Output the material word for word. Leave each picture out.

Begin Entries provided

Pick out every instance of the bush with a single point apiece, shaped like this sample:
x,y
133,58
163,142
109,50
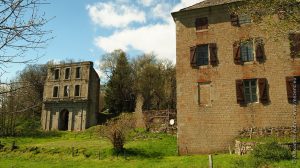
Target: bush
x,y
117,130
271,152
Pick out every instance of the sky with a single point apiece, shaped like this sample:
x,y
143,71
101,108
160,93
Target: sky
x,y
84,30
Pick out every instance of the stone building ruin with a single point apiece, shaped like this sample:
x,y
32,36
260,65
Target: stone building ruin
x,y
71,97
230,76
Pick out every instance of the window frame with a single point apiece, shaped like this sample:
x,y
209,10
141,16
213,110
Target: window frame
x,y
249,89
201,24
66,90
56,74
69,76
75,90
245,44
57,92
198,55
78,72
244,19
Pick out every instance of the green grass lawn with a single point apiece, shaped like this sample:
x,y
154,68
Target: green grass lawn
x,y
85,149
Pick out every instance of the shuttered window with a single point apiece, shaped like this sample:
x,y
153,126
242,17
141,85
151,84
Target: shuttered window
x,y
250,90
55,91
234,18
77,90
201,23
260,50
292,82
244,51
202,55
78,72
67,73
66,91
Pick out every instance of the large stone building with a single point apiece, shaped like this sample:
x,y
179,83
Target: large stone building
x,y
71,97
230,76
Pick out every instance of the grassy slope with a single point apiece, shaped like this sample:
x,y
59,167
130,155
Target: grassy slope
x,y
147,150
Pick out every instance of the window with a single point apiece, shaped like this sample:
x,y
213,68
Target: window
x,y
204,97
244,19
250,90
239,20
77,90
66,91
78,69
55,91
56,74
201,23
295,44
247,51
199,55
202,55
67,73
292,82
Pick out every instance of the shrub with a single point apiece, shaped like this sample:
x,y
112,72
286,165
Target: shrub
x,y
271,152
117,130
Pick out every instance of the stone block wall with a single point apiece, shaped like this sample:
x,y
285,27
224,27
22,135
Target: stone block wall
x,y
213,127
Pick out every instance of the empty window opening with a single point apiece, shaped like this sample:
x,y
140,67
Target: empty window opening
x,y
64,120
67,73
77,90
55,91
56,74
78,69
295,45
204,96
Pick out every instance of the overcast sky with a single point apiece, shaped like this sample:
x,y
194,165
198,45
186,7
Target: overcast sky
x,y
86,29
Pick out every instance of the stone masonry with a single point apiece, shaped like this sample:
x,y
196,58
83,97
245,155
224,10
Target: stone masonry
x,y
209,116
71,97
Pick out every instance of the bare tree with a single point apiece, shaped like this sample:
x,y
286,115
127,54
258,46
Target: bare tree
x,y
117,130
21,30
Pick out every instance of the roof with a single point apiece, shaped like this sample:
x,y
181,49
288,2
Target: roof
x,y
208,3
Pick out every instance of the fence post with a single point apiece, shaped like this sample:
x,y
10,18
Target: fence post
x,y
210,161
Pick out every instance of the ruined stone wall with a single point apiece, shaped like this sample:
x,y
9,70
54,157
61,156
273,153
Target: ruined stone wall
x,y
94,89
159,121
82,109
213,127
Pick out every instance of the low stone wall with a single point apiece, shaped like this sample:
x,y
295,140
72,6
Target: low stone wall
x,y
266,132
159,121
242,148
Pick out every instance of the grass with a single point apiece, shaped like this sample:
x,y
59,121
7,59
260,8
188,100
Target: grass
x,y
85,149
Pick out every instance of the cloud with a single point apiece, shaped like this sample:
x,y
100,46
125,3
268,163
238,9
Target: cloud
x,y
115,15
184,4
162,11
146,2
159,39
147,38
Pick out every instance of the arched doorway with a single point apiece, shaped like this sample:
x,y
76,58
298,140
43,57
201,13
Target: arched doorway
x,y
64,120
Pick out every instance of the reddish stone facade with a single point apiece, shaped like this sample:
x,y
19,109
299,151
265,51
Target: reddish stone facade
x,y
210,111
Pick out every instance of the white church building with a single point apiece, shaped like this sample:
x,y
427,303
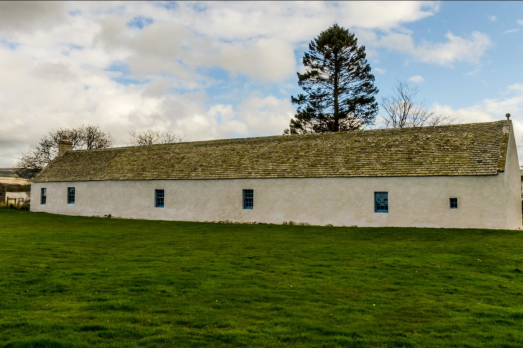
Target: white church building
x,y
458,176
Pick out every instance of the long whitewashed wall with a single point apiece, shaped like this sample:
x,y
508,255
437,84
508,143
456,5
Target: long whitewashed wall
x,y
416,201
484,201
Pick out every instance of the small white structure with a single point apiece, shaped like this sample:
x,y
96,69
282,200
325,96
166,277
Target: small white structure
x,y
464,176
16,199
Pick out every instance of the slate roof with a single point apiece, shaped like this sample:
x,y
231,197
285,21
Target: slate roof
x,y
468,149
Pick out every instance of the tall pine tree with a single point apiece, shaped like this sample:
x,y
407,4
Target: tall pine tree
x,y
338,85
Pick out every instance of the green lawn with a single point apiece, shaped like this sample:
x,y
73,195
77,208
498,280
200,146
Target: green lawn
x,y
83,282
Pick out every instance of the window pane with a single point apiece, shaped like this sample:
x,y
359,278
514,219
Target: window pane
x,y
381,202
70,195
248,199
159,198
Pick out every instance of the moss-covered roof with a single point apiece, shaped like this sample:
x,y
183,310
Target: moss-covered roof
x,y
469,149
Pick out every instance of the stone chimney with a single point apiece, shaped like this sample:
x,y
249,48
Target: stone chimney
x,y
64,145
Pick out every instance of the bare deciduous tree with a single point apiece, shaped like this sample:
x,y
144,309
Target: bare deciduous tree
x,y
40,155
150,137
404,111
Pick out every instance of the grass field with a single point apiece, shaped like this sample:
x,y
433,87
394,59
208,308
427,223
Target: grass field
x,y
84,282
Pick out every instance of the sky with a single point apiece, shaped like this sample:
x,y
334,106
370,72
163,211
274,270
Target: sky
x,y
215,70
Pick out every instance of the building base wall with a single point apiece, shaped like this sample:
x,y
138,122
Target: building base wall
x,y
413,201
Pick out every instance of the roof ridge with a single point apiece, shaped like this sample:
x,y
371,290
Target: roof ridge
x,y
424,128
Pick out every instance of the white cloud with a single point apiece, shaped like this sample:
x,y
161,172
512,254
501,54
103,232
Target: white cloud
x,y
511,31
28,16
56,72
492,109
417,79
456,49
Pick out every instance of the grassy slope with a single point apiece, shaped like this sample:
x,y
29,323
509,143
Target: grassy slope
x,y
78,282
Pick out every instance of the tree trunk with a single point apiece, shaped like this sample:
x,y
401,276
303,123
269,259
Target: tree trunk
x,y
336,126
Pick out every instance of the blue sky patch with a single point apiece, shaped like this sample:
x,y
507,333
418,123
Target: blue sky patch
x,y
140,22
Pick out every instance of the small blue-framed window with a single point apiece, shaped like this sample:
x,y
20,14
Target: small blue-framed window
x,y
381,202
70,195
43,196
248,199
159,198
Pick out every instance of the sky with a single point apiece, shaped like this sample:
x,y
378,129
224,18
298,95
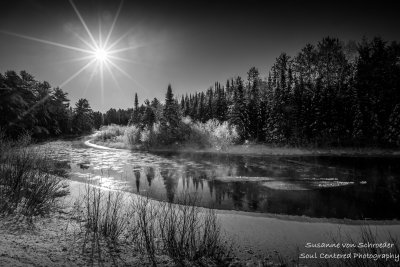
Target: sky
x,y
188,44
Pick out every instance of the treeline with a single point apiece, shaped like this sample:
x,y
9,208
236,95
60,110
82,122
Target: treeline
x,y
329,94
28,105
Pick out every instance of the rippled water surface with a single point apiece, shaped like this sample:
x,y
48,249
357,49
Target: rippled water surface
x,y
331,187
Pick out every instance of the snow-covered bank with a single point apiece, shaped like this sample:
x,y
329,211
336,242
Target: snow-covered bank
x,y
258,235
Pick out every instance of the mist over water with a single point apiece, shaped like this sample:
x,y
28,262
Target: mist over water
x,y
318,187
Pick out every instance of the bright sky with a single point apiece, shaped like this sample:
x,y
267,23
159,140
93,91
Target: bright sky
x,y
190,44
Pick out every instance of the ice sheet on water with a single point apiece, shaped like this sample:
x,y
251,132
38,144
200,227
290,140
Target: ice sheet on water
x,y
243,179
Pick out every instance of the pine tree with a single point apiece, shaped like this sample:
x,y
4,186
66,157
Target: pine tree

End Entries provided

Output of the exercise:
Pick out every instance of the bush with a single point apiece, shaped like this sample:
x,y
133,58
163,142
109,50
Target: bush
x,y
117,130
271,152
Pick out every instance of the sky with a single point apiece, shaped like this sample:
x,y
143,71
101,108
160,93
Target: sky
x,y
84,30
Pick out every instance of the stone building ruin with a single point apiece, shaped like this sample:
x,y
32,36
260,65
Target: stone building ruin
x,y
71,97
230,76
Pick out every instance of the window frame with a single point apiece, shaped like this sample:
x,y
209,10
141,16
213,110
Target: window frame
x,y
249,89
201,24
66,90
56,74
69,76
75,90
245,44
57,92
198,55
78,72
244,19
Pick out every instance of the green grass lawn with a single point apiece, shaped like this sample:
x,y
154,68
Target: green grass lawn
x,y
85,149
Pick out every instance of the shuttered window with a single point apiece, shaped like this sample:
x,y
153,126
242,17
141,85
151,84
Target: shuttered window
x,y
250,90
55,91
234,18
77,90
201,23
260,50
292,82
244,51
202,55
78,72
67,73
66,91
Pick out every instance of the large stone building with a single point apiece, shaped like this sample:
x,y
179,83
Target: large stone building
x,y
71,97
230,76
Pick out every instance of the grassy slope with a single point apiece, shaped like this sample:
x,y
59,167
130,155
Target: grassy slope
x,y
147,150
Pick out every instance of the window with a single point apiece, shaped like this sample:
x,y
213,68
Target: window
x,y
204,97
244,19
250,90
239,20
77,90
66,91
78,69
55,91
56,74
201,23
295,44
247,51
199,55
202,55
67,73
292,82
Pick out every instance of the shrub with a single point apiece, shaped like this sample:
x,y
112,72
286,165
Target: shrub
x,y
271,152
117,130
Pick out every instance of the stone block wall with a single point apiece, shaped like this sample:
x,y
285,27
224,27
22,135
Target: stone block wall
x,y
213,127
Pick out every instance of the empty window opening with a single point apiece, shaped like this sample:
x,y
140,67
Target: empty window opening
x,y
64,120
67,73
77,90
55,91
56,74
78,69
295,45
204,96
Pick out every instance of the overcast sky with a single point apiece, shaped like this sample:
x,y
194,165
198,45
186,7
Target: overcast sky
x,y
86,29
Pick out every instance of the stone masonry with a single point apiece, shaped like this sample:
x,y
196,58
83,97
245,155
224,10
Target: stone masonry
x,y
209,116
71,97
Pick out every instance of the bare tree with a single point apiece, shaped like this sample:
x,y
286,115
127,54
258,46
Target: bare tree
x,y
117,130
21,30
Pick out every instance of the roof with a single point apiece, shaped like this sample:
x,y
181,49
288,2
Target: roof
x,y
208,3
Pick out every instance of the fence post with a single point apiece, shaped like this sample:
x,y
10,18
Target: fence post
x,y
210,161
Pick out every instance of the ruined stone wall with a single point apiece, shaped like this sample:
x,y
9,70
54,157
61,156
273,153
Target: ruined stone wall
x,y
94,89
159,121
82,109
213,127
Pick out every instance of the low stone wall with a single point apiece, shaped like this sample:
x,y
295,140
72,6
Target: low stone wall
x,y
266,132
159,121
242,148
Pick out every instance of the grass with a single point apiece, shaped like this sample:
x,y
59,121
7,59
260,8
188,100
Target: grass
x,y
85,149
Pick out every instance of the cloud with a single point apiece, shaped like this sample:
x,y
100,46
125,3
268,163
238,9
Target: cloud
x,y
115,15
184,4
162,11
146,2
159,39
147,38
Pick out every instance of the arched doorway with a single point apiece, shaped like this sample:
x,y
76,58
298,140
43,57
201,13
Target: arched doorway
x,y
64,120
Pick out every instance of the reddish stone facade with a single point apiece, shaped like this sample:
x,y
19,109
299,151
265,51
Target: reddish stone facade
x,y
210,111
Pick out every instance of the white church building with a single point apiece, shaped like this sample:
x,y
427,303
Target: white church building
x,y
458,176
Pick out every instance of the long whitewashed wall with a single point apiece, shaped like this sample:
x,y
508,255
437,84
508,143
456,5
Target: long whitewashed wall
x,y
416,201
484,201
Pick out every instance of the small white structure with a single point apiece, shaped like this sample:
x,y
96,69
282,200
325,96
166,277
Target: small white structure
x,y
464,176
16,199
Pick out every instance of the slate roof with a single point apiece, shaped like this sample:
x,y
231,197
285,21
Target: slate roof
x,y
468,149
Pick out every instance of the tall pine tree with a single point apiece, shaped like this sample:
x,y
407,4
Target: tall pine tree
x,y
338,85
Pick out every instance of the green lawn with a single point apiece, shaped like this sample:
x,y
73,195
77,208
498,280
200,146
Target: green lawn
x,y
83,282
Pick out every instance of the window pane with a single point apiece, shaped like this sample:
x,y
359,278
514,219
Target: window pane
x,y
381,202
70,195
248,199
159,198
Pick out every instance of the moss-covered roof with a single point apiece, shaped like this sample:
x,y
183,310
Target: moss-covered roof
x,y
469,149
Pick out every instance of the stone chimney with a single point apiece, shaped like this sample:
x,y
249,48
Target: stone chimney
x,y
64,145
Pick out every instance of the bare deciduous tree with a single point apiece, shaped like this sample:
x,y
144,309
Target: bare deciduous tree
x,y
40,155
150,137
404,111
Pick out every instance of the grass field with a single point apiece, shaped like this sample:
x,y
433,87
394,59
208,308
427,223
Target: grass field
x,y
84,282
Pick out every instance of the sky with a single point apiece, shaped like this sample:
x,y
334,106
370,72
163,211
274,270
Target: sky
x,y
215,70
Pick out every instance of the building base wall with a single point apiece, shaped like this sample:
x,y
138,122
Target: building base wall
x,y
413,201
Pick out every instance of the roof ridge with a single point apiece, shaped like this sample:
x,y
371,290
Target: roof ridge
x,y
424,128
Pick out every instance of the white cloud with a single point apiece, shaped like this sample:
x,y
161,172
512,254
501,54
103,232
Target: white cloud
x,y
511,31
28,16
56,72
492,109
417,79
456,49
Pick out every instance of the grassy slope with a single point apiece, shaped like this sample:
x,y
29,323
509,143
Target: grassy slope
x,y
78,282
Pick out every instance of the tree trunk with a single point apiece, shaped like this sample:
x,y
401,276
303,123
269,259
Target: tree trunk
x,y
336,126
Pick out every instance of the blue sky patch with a single point apiece, shaped like this sample:
x,y
507,333
418,123
Target: blue sky patch
x,y
140,22
Pick out every instance of the small blue-framed window with a single point apiece, shaped like this sample:
x,y
20,14
Target: small blue-framed window
x,y
381,202
70,195
43,196
248,199
159,198
Pick out every instance of the sky with a single point apiece, shaped like this sample:
x,y
378,129
224,18
298,95
Target: sky
x,y
188,44
Pick out every instance of the treeline with a single point apiece, shaped like this sample:
x,y
9,208
236,95
60,110
82,122
Target: treeline
x,y
329,94
28,105
Pick out every instance of the rippled water surface with a single point apiece, shaped like this sample:
x,y
48,249
357,49
Target: rippled water surface
x,y
331,187
Pick out every instance of the snow-covered bank with a single point apiece, shaped like this sample:
x,y
329,211
336,242
Target: snow-covered bank
x,y
258,235
Pick out every instance of the mist over water with a single point apiece, shaped like this sample:
x,y
28,262
Target: mist over water
x,y
318,187
Pick out every instance of the bright sky with a single point apiece, shaped like this sample:
x,y
267,23
159,140
93,91
Target: bright sky
x,y
190,44
Pick out every instance of the ice sheet on water with a single point apiece, shaped like this sample:
x,y
251,132
38,144
200,227
290,140
Target: ice sheet on water
x,y
243,179
Pick out every instance of the pine tree with a single point apiece, shaped like this sample:
x,y
4,186
66,157
Target: pine tree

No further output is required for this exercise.